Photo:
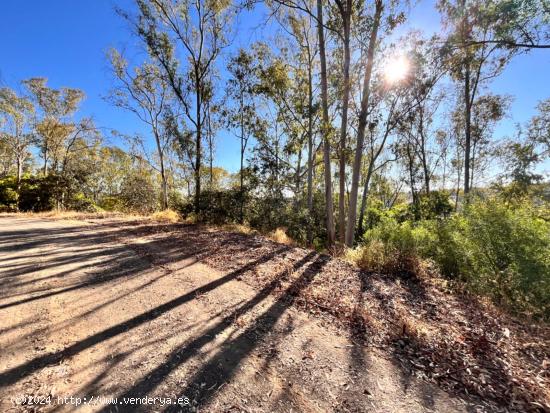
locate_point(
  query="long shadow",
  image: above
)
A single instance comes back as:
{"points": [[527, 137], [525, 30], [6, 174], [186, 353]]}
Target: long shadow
{"points": [[17, 373], [181, 355], [223, 366]]}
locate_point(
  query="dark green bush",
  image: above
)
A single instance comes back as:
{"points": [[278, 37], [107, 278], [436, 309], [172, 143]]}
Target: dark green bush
{"points": [[138, 194]]}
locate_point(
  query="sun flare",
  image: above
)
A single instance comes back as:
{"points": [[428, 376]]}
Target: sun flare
{"points": [[397, 69]]}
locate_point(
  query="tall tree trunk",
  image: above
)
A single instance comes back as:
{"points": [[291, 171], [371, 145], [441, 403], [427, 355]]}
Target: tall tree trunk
{"points": [[18, 178], [45, 167], [468, 129], [310, 156], [164, 182], [352, 210], [364, 197], [162, 170], [325, 127], [241, 175], [346, 17]]}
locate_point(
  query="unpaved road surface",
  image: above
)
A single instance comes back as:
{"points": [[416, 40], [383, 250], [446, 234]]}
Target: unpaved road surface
{"points": [[86, 310]]}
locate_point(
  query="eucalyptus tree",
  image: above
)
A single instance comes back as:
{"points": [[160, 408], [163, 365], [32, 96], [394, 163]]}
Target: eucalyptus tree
{"points": [[473, 65], [242, 114], [518, 24], [54, 126], [185, 38], [143, 91], [16, 114], [362, 120], [325, 127]]}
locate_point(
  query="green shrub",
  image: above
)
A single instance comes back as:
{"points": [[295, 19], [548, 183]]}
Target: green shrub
{"points": [[138, 194], [8, 194], [493, 248], [502, 251]]}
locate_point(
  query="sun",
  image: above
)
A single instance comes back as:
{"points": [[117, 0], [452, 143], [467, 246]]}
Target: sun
{"points": [[396, 69]]}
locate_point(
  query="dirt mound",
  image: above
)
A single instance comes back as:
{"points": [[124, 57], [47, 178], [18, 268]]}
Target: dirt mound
{"points": [[464, 345]]}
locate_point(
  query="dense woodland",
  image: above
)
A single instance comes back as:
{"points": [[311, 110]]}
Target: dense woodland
{"points": [[351, 138]]}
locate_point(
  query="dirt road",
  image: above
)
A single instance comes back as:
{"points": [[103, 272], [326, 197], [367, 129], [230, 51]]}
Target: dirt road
{"points": [[94, 311]]}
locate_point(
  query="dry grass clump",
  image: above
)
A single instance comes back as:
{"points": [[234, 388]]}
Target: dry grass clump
{"points": [[376, 256], [166, 216], [67, 215], [238, 228], [280, 236]]}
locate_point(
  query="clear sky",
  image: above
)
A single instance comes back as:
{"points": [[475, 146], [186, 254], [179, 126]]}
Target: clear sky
{"points": [[66, 40]]}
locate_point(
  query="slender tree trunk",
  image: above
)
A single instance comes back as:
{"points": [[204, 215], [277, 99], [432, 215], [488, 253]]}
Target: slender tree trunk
{"points": [[411, 173], [164, 184], [310, 156], [198, 145], [162, 170], [241, 176], [45, 168], [468, 130], [364, 197], [298, 176], [325, 127], [346, 17], [18, 178], [352, 210]]}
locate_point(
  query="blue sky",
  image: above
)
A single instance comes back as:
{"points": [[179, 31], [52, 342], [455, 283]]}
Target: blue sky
{"points": [[66, 40]]}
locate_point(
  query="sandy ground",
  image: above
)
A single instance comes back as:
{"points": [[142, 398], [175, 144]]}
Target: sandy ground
{"points": [[86, 312]]}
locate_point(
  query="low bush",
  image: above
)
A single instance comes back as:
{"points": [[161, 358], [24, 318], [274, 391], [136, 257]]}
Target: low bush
{"points": [[493, 248], [168, 215]]}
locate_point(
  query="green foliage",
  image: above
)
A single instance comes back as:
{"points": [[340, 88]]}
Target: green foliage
{"points": [[434, 205], [138, 194], [493, 248]]}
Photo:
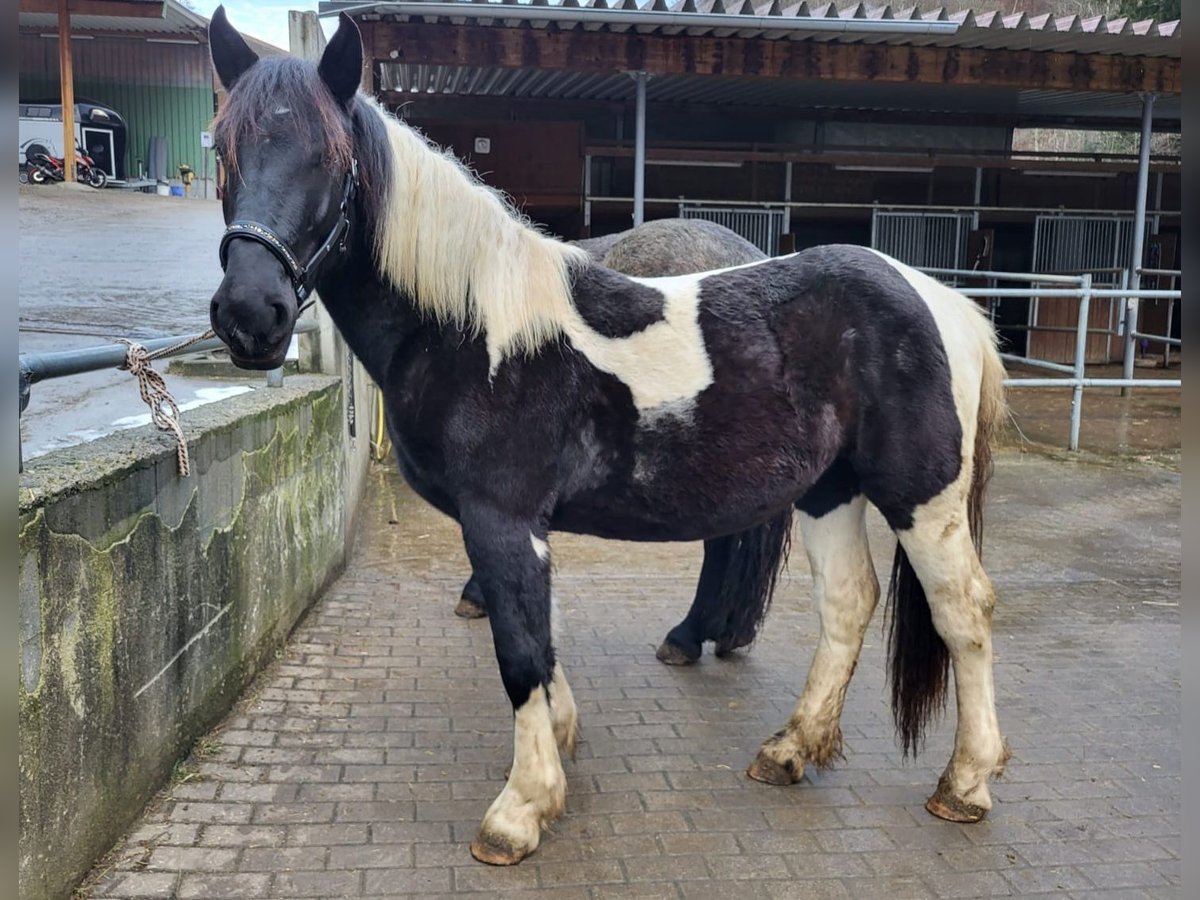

┄┄┄┄┄┄┄┄┄┄

- [Aim of the exercise]: Return every line of the data above that contains the word "dark".

- [Result below]:
  query="dark green bush",
Target: dark green bush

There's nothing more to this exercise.